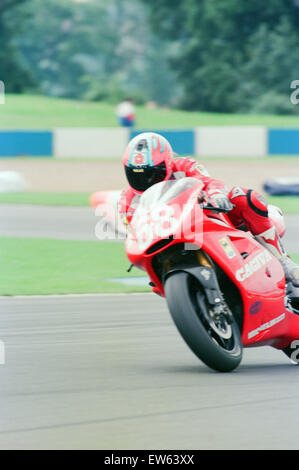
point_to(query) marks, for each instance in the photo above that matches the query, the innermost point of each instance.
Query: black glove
(221, 201)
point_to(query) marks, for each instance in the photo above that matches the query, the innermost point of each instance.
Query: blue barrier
(32, 143)
(182, 141)
(283, 141)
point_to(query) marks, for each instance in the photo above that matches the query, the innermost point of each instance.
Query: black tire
(183, 306)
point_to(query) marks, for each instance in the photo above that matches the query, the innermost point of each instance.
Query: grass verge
(44, 266)
(41, 112)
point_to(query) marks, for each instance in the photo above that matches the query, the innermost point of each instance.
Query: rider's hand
(221, 201)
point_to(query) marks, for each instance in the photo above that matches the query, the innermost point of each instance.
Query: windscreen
(164, 192)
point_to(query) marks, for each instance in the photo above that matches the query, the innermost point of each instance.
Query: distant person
(125, 112)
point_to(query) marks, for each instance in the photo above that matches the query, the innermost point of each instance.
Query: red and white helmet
(148, 160)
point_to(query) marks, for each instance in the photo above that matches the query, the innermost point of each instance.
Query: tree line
(212, 55)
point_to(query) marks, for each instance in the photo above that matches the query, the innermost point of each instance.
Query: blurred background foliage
(207, 55)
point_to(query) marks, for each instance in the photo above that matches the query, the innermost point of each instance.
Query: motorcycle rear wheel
(219, 347)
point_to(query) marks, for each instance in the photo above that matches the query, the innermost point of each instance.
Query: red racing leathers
(250, 211)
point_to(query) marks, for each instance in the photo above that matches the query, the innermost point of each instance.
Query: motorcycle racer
(149, 159)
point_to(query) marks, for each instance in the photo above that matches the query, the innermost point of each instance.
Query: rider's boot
(272, 241)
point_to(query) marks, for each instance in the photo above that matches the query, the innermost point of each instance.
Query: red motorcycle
(224, 290)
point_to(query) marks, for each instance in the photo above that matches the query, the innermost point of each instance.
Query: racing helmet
(148, 159)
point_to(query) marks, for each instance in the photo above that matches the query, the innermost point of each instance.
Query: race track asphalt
(111, 372)
(79, 223)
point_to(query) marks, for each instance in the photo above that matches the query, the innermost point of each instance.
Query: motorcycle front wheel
(216, 343)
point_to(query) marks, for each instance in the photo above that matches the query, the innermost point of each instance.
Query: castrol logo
(253, 266)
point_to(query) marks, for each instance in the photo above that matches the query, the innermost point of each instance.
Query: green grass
(288, 204)
(39, 112)
(46, 199)
(44, 266)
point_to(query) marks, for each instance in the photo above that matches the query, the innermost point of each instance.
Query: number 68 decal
(160, 223)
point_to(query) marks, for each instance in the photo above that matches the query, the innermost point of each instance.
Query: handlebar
(211, 208)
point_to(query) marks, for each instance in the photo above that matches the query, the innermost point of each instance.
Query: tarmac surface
(111, 372)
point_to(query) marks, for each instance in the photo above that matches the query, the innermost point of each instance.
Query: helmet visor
(141, 178)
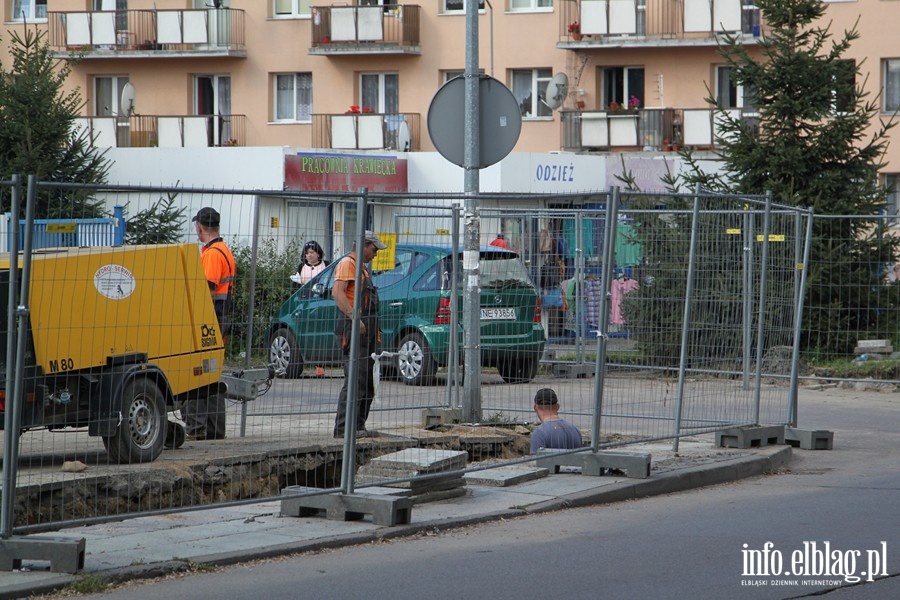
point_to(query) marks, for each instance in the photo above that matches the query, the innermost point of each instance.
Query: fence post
(10, 415)
(453, 357)
(609, 245)
(686, 320)
(763, 292)
(747, 296)
(798, 322)
(251, 303)
(348, 460)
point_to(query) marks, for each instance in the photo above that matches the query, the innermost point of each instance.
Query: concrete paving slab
(154, 545)
(505, 476)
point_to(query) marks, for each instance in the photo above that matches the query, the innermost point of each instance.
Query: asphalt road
(836, 507)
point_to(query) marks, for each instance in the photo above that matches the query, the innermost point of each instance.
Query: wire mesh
(545, 312)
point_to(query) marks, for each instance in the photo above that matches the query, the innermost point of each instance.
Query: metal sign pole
(472, 234)
(11, 439)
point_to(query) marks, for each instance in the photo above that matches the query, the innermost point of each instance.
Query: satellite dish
(126, 102)
(403, 137)
(499, 116)
(557, 90)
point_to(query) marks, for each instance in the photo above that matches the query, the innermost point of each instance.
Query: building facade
(360, 76)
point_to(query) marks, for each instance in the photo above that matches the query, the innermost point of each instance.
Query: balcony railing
(147, 131)
(367, 131)
(382, 29)
(656, 22)
(644, 129)
(99, 33)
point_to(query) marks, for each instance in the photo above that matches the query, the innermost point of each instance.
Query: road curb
(762, 461)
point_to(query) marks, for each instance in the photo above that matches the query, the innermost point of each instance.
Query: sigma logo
(114, 282)
(208, 336)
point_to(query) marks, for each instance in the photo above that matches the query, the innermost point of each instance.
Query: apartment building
(355, 76)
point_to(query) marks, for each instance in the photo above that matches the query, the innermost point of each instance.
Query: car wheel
(415, 366)
(518, 369)
(142, 432)
(284, 354)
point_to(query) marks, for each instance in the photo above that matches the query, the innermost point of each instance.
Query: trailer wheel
(142, 432)
(284, 354)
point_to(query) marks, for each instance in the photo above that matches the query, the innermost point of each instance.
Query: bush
(273, 286)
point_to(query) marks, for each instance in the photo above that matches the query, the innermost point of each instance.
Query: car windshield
(497, 270)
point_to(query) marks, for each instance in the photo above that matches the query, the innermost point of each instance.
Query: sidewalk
(155, 545)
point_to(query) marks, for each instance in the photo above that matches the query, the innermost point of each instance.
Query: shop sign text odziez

★ ★ ★ ★ ★

What you will do: Copy every record exactly, leaving the pictures out.

Your response:
point_to(query) marks, for each instance in the photo above that matches the query, the innermost point of each instance.
Query: black glove
(221, 201)
point_to(query) marks, for each instance in the photo above that matches the query, the innermost point of each instance.
Query: blue barrier
(32, 143)
(182, 141)
(283, 141)
point_to(query) marks, for each instance in the photo above that matches the query, the innermost point of each instance.
Query: black tire
(183, 306)
point_to(query) marks, for each instance in the photo above that matches the query, the innermost point of each instance.
Query: grass verge
(44, 266)
(41, 112)
point_to(query) marks, for each instance in the photo above that matches the query, the innermost point of each instance.
Query: rider's hand
(221, 201)
point_to(query) marks, for each instance in the photo above that matches the query, the innermost point of each instance.
Query: windscreen
(164, 192)
point_to(query) marks, for each instance in the photo above that matches the query, the innermost point of each instance.
Query: distant person
(125, 112)
point_to(query) marks, for each instance in the photo above that matches the query, the innermost point of each instance.
Query: red and white helmet
(148, 160)
point_to(query) marks, for each instance in the photo above that matches the query, the innermost point of each instance.
Query: tree line
(212, 55)
point_to(query) marks, for each instance in the photo above that matches the query, the innermost point of each instance.
Query: blurred background foliage
(207, 55)
point_to(query) marks, for each instance in the photo above that matches the query, the innermost point of each instance.
Query: motorcycle rear wheel
(219, 347)
point_to(query) marks, for each instance in the photo above that matches the query, the innermost point of each instance.
Query: red racing leathers
(250, 211)
point_to(query) marks, for each instance in the photo above that matches the query, the innermost point of each instance.
Query: motorcycle racer
(149, 159)
point_to(query) marks, for each instance in the photo above that matches the query, the innermost point of each instance.
Query: rider's boot
(272, 241)
point_to(query) marks, for each instance in the photo above that matches the query, the innermost point of each instance.
Query: red motorcycle
(224, 290)
point_to(query) marks, for each instance in the photo above that matches the query, the innermost point of each instance.
Query: racing helmet
(148, 159)
point_to(query) marks, for each instance in the photo above that matches the query, the innermost point of each instance.
Query: race track asphalt
(111, 372)
(79, 223)
point_to(query) marks, for each instance in the photo above that matches the query, the innermost point of each instance.
Query: motorcycle front wheel
(216, 343)
point_to(query) marks, for each instance in the photo above that matches the query, the innermost point of each instance.
Query: castrol logo
(253, 266)
point_to(query) marks, for each instance in the photo above that matches the query, the innermost point of each instance.
Query: green grass
(288, 204)
(39, 112)
(46, 199)
(44, 266)
point_to(query) marks, for each instance in the photo above that matches the query, the innermost point of each instance.
Query: number 68 decal
(160, 223)
point_to(query) marks, for each instance in the photo above that matches the query, the innermost point of each instance.
Query: handlebar
(211, 208)
point_to(query) marks, for each instance in the photo above that matches the query, the innermost point of each instance.
Query: tarmac surface
(111, 372)
point_to(query) marks, for each instance in the photo above that matches the query, the innermost point of each instance.
Query: helmet visor
(141, 178)
point_to(query) marks, for each instance in the photo above that matches the query, the innermost point of each instance.
Query: fence post
(10, 415)
(453, 357)
(609, 245)
(686, 320)
(763, 292)
(747, 296)
(798, 322)
(251, 303)
(348, 460)
point_to(query) marks, for each instance in the photo above that matches the query, the innermost point of each instance.
Query: concrete paving slab
(154, 545)
(505, 476)
point_to(query) marks, for each instance in the photo above that matches the query, the innermost point of each instance.
Query: asphalt road
(836, 507)
point_to(query) marks, for each instance in the photo above that matches the query, the innermost point of each instance.
Query: wire mesh
(545, 312)
point_to(query) marks, for each instance in the photo above that matches the query, the innermost point of each instance.
Query: metal sign pole
(472, 234)
(11, 439)
point_to(query) marks, for each instance in the photo above that matches the query, the innermost point of each instance.
Query: satellite dish
(126, 102)
(403, 137)
(499, 116)
(557, 90)
point_to(query) marks, for each instance in the photo above that matches the query, the innermost point of each instance.
Query: building facade
(360, 76)
point_to(query) marks, for each instance in the photo above that matches the query, the innermost point of each instance.
Query: balcony railing
(147, 131)
(367, 131)
(382, 29)
(656, 22)
(644, 129)
(99, 33)
point_to(query) marks, for each instance in the photo above that matches the query, the innermost point of each instance.
Query: road curb
(762, 461)
point_to(query) marks, for each instance in the photo above that matches the query, the innermost point of each instance.
Query: sigma logo
(114, 282)
(208, 336)
point_to(query) marks, for each instance in the photo above that matches the query, the innermost point of each instance.
Query: apartment building
(355, 76)
point_to(query) marks, for each instance in the photo above that matches the query, the innermost point of each instance.
Query: car wheel
(415, 366)
(518, 369)
(142, 432)
(284, 354)
point_to(query) marks, for each instance in the photo above that matches the query, the innermost point of each instance.
Query: trailer wheel
(142, 432)
(284, 354)
point_to(query) marks, for each instance in the photo above that matches the query, the innermost point of each instance.
Query: bush
(273, 286)
point_to(query) marks, for each instance in the photo above that matches the query, the innermost point of each instance.
Query: car windshield
(497, 270)
point_to(query) marks, for each instance in the photo above that matches the query, the innermost point of each instance.
Query: sidewalk
(155, 545)
point_to(query) marks, for each instance in the photo above that matches the query, the innermost point of each instance.
Query: shop sign text odziez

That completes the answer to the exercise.